The video captured the attention of Hall of Famer Gil Brandt. “Honestly, I don’t think it will be long before we see a woman break through this NFL barrier,” Brandt, the Dallas Cowboys’ vice president of player personnel from 1960 to 1988, tweeted.

Brandt wasn’t kidding, especially given what a dreadful season 2018 was for kickers. Mason Crosby of the Green Bay Packers missed five kicks in one game (four field goals and one extra point); Week 11 was a record-setting day for missed extra-point attempts. And perhaps no team had a more ignominious experience than the Chicago Bears, whose “double-doink” disaster occurred when Cody Parkey’s potential game-winner from 43 yards out was tipped at the line, then hit the left upright and the crossbar. The Bears lost that first-round playoff game to the Eagles, 16-15. “I’d give her an honest tryout,” Brandt added, “if I were, say, the Bears.”


It was pointed out to Brandt that Lloyd wasn’t facing pressure and took too many approach steps, which caused Brandt to counter, “I heard the same kind of things when I was bringing in track athletes and soccer players back in the ’60s.”

A two-time FIFA women’s world player of the year, Lloyd said that in the days since the kick and Brandt’s tweet “there’s been some interesting chatter about it.”

“I think anything is possible,” she said. “It’s been really interesting because, for me, I’m just an athlete, I’m a competitor. But for so many other people, I think they’re starting to think will there ever be a female in the NFL at some point,” she told Sports Illustrated’s Planet Futbol TV. “And I think we’re kind of at that crossroads as far as equality and just women empowerment, so you’re kind of being in the crosshairs of that.

“I’ve definitely got some inquiries; I’ve definitely got some people talking. Anything is possible. But right now, I’m strictly a soccer player, and we’ll see what the future holds.”

Her trainer told Fox Sports that an NFL team had called Monday, offering to let her kick in a preseason game Thursday. Lloyd couldn’t make it work, though, because the national team plays Portugal that night, the last for preseason NFL games before the regular season opens.


“Today, she got another call from another NFL team,” James Galanis told Fox Sports. “The one that called today, I don’t want to say who it is, was willing to put her on the roster for their next [game]. They were willing to put her on the roster.”

But could she actually do it? She told King: “I could kick field goals all day long. I absolutely love it. There’s a lot the same with kicking a soccer ball and kicking a football. I love kicking long balls in soccer, and it carries over the football. The technique is the same, and I think I’m very accurate. So I started at 25 [at Eagles-Ravens practice], and they kept moving me back. I hit one short, I think. There were a couple with the wind that went wide. I got to 55, and that was it. One take. It was good. I had no idea anyone was videotaping it or putting it on cellphone video. I tried from 57, but it was wide; distance was good. I would have kept going – my competitive nature – but I felt like I was holding them up out there.”
◆ ◆ ◆ ◆
Action item:
Answer these questions about the article on Lloyd's field-goal kicking:
(a) During which years was Brandt the Dallas Cowboys' vice president of player personnel?
(b) Whom does the national team play on the night of the preseason game Lloyd was offered?
(c) What was the longest distance from which Lloyd made a kick?

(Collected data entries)
◆ ◆ ◆ ◆
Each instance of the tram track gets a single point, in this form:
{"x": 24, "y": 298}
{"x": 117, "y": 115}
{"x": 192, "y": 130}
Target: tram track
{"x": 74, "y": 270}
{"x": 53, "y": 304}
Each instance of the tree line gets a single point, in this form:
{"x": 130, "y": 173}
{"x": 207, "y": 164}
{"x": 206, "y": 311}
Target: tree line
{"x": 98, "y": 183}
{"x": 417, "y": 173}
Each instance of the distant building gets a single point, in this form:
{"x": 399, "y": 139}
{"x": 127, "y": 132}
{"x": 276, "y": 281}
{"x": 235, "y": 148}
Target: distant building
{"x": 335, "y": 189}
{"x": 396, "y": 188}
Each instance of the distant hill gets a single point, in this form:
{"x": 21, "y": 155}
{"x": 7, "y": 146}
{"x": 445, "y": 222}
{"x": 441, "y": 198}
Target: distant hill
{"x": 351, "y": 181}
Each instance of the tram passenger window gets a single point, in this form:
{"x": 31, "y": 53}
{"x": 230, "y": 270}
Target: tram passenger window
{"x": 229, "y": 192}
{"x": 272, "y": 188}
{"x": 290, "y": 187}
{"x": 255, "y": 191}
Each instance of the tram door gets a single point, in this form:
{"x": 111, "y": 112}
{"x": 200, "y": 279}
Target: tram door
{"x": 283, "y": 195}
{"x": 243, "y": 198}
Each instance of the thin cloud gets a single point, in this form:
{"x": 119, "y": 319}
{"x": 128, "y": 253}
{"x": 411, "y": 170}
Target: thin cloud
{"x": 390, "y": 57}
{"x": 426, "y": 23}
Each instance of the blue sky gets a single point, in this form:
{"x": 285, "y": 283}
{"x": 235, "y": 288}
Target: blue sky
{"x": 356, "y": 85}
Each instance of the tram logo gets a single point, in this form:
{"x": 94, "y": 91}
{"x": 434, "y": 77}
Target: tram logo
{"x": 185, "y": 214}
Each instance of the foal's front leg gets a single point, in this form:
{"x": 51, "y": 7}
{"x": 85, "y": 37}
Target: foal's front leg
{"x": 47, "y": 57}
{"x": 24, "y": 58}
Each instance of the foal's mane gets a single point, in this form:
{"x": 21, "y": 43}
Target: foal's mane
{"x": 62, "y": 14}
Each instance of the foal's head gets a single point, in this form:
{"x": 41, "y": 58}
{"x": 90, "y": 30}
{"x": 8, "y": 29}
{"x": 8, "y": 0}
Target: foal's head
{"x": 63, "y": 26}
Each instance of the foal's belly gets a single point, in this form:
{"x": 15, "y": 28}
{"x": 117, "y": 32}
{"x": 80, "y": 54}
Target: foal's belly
◆ ◆ ◆ ◆
Exercise result:
(a) 1960 to 1988
(b) Portugal
(c) 55 yards